_The tasks:_
(a) Using the passage on Abdul-Jabbar, list every record or NBA-history best it credits him with, giving the number for each.
(b) Carry on the passage on Abdul-Jabbar, starting right after its final sentence.

##### Passage given

The only chest bumping AbdulJabbar ever did was under the hoop, banging for baskets and rebounds, which, remember, was the whole idea of the game in the first place. Few did it better.

Consider the numbers: He scored a record 38,387 points in the regular season. Add the playoffs and the total is 44,149. He played more games (1,797) and blocked more shots (3,189) than any player in NBA history.

In a 1975 game against Detroit, he pulled down a record 29 defensive rebounds. A year later, he set a record for the season with 1,111 defensive rebounds.

Had enough? Well, there’s more. He played in 19 All-Star games and won six MVP awards. He barely has enough fingers to accommodate all his championship rings - three from UCLA and six from the NBA, one with the Milwaukee Bucks and five with the Los Angeles Lakers.

He was truly Special K.

This is the kind of impact Abdul-Jabbar had. The Bucks finished in seventh place, 28 games under .500 in 1969. Then they won the coin flip for the No. 1 pick in the draft, selected the best player in college basketball, and two years later were world champions.

In his prime, Abdul-Jabber was the kind of force who turned games his way. He had a long, loping stride down the court and when he got where he was going, he played like a traditional center, with his back to the basket. That’s almost never done now in the slammin’, jammin’ style of modern basketball.

At 7-foot-2, Abdul-Jabbar wasn’t an acrobatic, fly-through-the-air player. He scored the bulk of his baskets with the sky hook. He’d extend his arm, looking for all the world like a eagle spreading one enormous wing. Then he’d launch the hook shot over the defender and more times than not, it would drop smoothly through the net.

##########
##### Given information

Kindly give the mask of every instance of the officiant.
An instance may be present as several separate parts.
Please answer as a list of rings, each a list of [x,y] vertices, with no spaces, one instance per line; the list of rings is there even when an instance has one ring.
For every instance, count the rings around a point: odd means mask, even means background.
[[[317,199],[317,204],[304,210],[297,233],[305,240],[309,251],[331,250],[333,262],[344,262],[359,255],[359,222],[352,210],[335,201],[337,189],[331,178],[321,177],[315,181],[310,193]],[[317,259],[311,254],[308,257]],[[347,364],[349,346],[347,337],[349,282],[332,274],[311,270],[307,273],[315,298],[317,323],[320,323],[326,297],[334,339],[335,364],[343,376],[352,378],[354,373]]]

##########

_Responses:_
(a)
- Most regular-season points: 38,387
- Most games played in NBA history: 1,797
- Most shots blocked in NBA history: 3,189
- Most defensive rebounds in one game: 29, in a 1975 game against Detroit
- Most defensive rebounds in a season: 1,111, set a year later

(b)
“I was able to beat one-on-one coverage every time and shoot high percentage shots that created a lot of stress on the defense,” he said. “That gave everybody who played on the perimeter an extra step, and we were able to win consistently using that theory of play.

“Nowadays, I don’t see anybody that’s in there able to score as consistently as I did as far as shooting percentage and getting good shots.”

That means Abdul-Jabbar’s scoring record is probably safe for some time to come. The closest active player is 11,000 points away, and that’s only if you count creaky Moses Malone as active. Michael Jordan was 17,000 points short when he retired and his 457 comeback points didn’t do much to change that.

Abdul-Jabbar’s style might not have been exciting enough for the MTV generation, but it worked for the big guy who made uniform No. 33 his personal ID. And it quickly caught the attention of the basketball authorities after UCLA won a fierce recruiting battle for him.

He was only 7 feet then, but he was still growing. The other 2 inches were added during three national championship seasons with the Bruins.

The NCAA took one look at him and, in an attack of utter foolishness, decided to ban dunk shots. That was no problem for the big guy. He had this hook shot and as long as they didn’t ban that, he was OK.